• WHAT THE TASK ASKS: Reproduce the material below word for word, leaving out the pictures.

• LISTED ENTRIES:
====================

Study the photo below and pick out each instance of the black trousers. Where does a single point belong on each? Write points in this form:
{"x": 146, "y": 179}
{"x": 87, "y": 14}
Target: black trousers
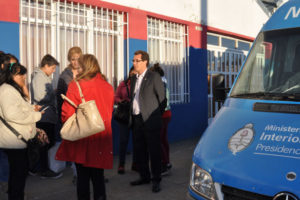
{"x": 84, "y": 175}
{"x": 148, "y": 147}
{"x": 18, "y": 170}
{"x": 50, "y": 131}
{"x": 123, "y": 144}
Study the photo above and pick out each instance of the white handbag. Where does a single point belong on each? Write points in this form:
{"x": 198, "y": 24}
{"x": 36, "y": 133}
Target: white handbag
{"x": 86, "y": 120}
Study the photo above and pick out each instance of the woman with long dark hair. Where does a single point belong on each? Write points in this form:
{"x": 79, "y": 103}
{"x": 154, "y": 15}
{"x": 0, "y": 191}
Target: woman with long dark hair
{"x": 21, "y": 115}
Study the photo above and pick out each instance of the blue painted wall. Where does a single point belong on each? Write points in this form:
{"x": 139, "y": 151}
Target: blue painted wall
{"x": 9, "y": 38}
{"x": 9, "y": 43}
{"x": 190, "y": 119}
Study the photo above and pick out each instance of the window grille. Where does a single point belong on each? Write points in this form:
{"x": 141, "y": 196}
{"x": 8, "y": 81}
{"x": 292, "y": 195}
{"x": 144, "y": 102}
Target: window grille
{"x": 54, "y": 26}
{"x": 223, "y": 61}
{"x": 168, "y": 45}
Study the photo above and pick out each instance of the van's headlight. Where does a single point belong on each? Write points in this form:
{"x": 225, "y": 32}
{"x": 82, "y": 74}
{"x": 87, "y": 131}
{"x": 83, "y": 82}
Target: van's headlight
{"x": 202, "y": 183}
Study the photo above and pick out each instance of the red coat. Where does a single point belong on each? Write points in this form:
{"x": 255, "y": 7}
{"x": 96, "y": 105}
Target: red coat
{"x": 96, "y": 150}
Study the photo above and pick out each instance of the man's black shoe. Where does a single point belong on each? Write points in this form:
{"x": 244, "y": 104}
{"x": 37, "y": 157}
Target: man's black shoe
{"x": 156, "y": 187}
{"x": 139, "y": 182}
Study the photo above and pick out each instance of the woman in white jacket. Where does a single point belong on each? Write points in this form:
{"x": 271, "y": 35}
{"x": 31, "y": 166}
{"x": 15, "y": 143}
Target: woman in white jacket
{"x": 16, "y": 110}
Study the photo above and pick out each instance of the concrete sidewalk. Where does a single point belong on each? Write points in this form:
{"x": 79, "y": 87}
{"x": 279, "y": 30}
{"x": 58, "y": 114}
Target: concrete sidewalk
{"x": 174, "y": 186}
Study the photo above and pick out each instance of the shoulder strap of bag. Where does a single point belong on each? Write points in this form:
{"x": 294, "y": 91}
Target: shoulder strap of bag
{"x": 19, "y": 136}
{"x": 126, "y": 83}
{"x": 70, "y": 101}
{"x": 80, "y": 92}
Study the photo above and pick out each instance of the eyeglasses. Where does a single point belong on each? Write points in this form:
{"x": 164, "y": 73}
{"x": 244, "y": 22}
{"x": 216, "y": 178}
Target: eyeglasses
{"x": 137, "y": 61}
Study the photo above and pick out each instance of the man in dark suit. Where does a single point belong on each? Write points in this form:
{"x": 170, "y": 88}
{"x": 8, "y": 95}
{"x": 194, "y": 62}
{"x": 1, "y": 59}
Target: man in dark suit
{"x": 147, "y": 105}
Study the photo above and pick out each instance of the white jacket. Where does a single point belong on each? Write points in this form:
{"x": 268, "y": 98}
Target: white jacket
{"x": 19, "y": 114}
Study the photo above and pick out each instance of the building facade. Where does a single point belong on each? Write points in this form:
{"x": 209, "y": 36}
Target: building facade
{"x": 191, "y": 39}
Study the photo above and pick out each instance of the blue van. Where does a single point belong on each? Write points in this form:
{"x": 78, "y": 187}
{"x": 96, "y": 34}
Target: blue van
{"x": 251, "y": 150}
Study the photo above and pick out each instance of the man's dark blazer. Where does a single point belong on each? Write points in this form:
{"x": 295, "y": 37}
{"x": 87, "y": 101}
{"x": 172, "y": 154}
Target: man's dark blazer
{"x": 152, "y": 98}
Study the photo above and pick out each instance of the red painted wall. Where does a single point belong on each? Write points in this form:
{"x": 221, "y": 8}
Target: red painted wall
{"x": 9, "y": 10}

====================

• EXPECTED ANSWER:
Study the photo below and pick out each instance of the black trousers. Where does a single point belong on each? Write points in this form:
{"x": 146, "y": 179}
{"x": 87, "y": 14}
Target: black trousers
{"x": 84, "y": 175}
{"x": 148, "y": 147}
{"x": 18, "y": 170}
{"x": 50, "y": 131}
{"x": 123, "y": 144}
Study the photo above and pick out each instance of the white handbag. Where does a single point belong on each? Write points in this form:
{"x": 198, "y": 24}
{"x": 36, "y": 133}
Target: white handbag
{"x": 86, "y": 120}
Study the photo above and pick out each instance of the woman with long dark hair. Where does a single point belong on each? Write points in this form:
{"x": 79, "y": 103}
{"x": 154, "y": 15}
{"x": 0, "y": 191}
Target: woman with long dark hair
{"x": 21, "y": 115}
Study the photo above and pick out each instance of the blue painted wall. Where does a single point belong on each? Write points in this form:
{"x": 139, "y": 151}
Target: blue painted wall
{"x": 9, "y": 38}
{"x": 9, "y": 43}
{"x": 190, "y": 119}
Study the photo above and pick out each instance of the window grille. Where does a single point belong on each? Write points in this form:
{"x": 141, "y": 196}
{"x": 8, "y": 81}
{"x": 292, "y": 195}
{"x": 144, "y": 102}
Target: window grille
{"x": 54, "y": 26}
{"x": 223, "y": 61}
{"x": 168, "y": 45}
Study the photo above and pick out each instance of the van's headlight. Where does a single point belong on each? Write points in this form:
{"x": 225, "y": 32}
{"x": 82, "y": 74}
{"x": 87, "y": 131}
{"x": 83, "y": 82}
Target: van's headlight
{"x": 202, "y": 183}
Study the photo above and pick out each instance of the red coat. Where does a single point belong on each? Write points in this form:
{"x": 255, "y": 7}
{"x": 96, "y": 105}
Target: red coat
{"x": 96, "y": 150}
Study the photo above and pick out each instance of the man's black shoe. Where does a single point belong on each? Write points in this form:
{"x": 244, "y": 104}
{"x": 37, "y": 157}
Target: man's black shoe
{"x": 156, "y": 187}
{"x": 139, "y": 182}
Study the photo above and pick out each instance of the woman in white jacket. Where does a single point belong on each? Write points in this form:
{"x": 271, "y": 35}
{"x": 31, "y": 166}
{"x": 15, "y": 143}
Target: woman in white jacket
{"x": 16, "y": 110}
Study the photo above and pick out each instance of the concrete sidewalk. Where does a single point belong on each? Write points in this form:
{"x": 79, "y": 87}
{"x": 279, "y": 30}
{"x": 58, "y": 114}
Target: concrete sidewalk
{"x": 174, "y": 186}
Study the photo above and pick out each instance of the shoulder strap of bag. Where does a single point belong on each? Write points in this form:
{"x": 294, "y": 91}
Target: shoulder strap of bag
{"x": 19, "y": 136}
{"x": 126, "y": 83}
{"x": 70, "y": 101}
{"x": 80, "y": 92}
Study the photo above and pick out each instance of the eyeglasses. Where does a single point belong on each? Write points in this form:
{"x": 164, "y": 73}
{"x": 244, "y": 22}
{"x": 216, "y": 178}
Target: eyeglasses
{"x": 137, "y": 61}
Study the photo above and pick out each instance of the man in dark suit. Where does a single point belong on each? Write points in this form:
{"x": 170, "y": 88}
{"x": 8, "y": 95}
{"x": 194, "y": 62}
{"x": 1, "y": 59}
Target: man in dark suit
{"x": 147, "y": 105}
Study the photo above and pick out each instance of the white jacket. Where does a single point belong on each? Write points in this form:
{"x": 268, "y": 98}
Target: white jacket
{"x": 19, "y": 114}
Study the photo above and pick out each instance of the building facade. Where does a single point belong on each? Write points in this form:
{"x": 209, "y": 36}
Target: building facade
{"x": 191, "y": 39}
Study the photo above and pick out each instance of the blue van. Where does a single point belong on each? Write points in this form:
{"x": 78, "y": 187}
{"x": 96, "y": 34}
Target: blue van
{"x": 251, "y": 150}
Study the photo above and pick out each instance of the man's dark blazer. Where does a single point belong on each? Write points in this form:
{"x": 295, "y": 37}
{"x": 87, "y": 101}
{"x": 172, "y": 154}
Target: man's dark blazer
{"x": 152, "y": 98}
Study the photo above and pick out each instance of the red painted wall. Where does a single point belong on each? Write points in this form:
{"x": 221, "y": 8}
Target: red painted wall
{"x": 9, "y": 10}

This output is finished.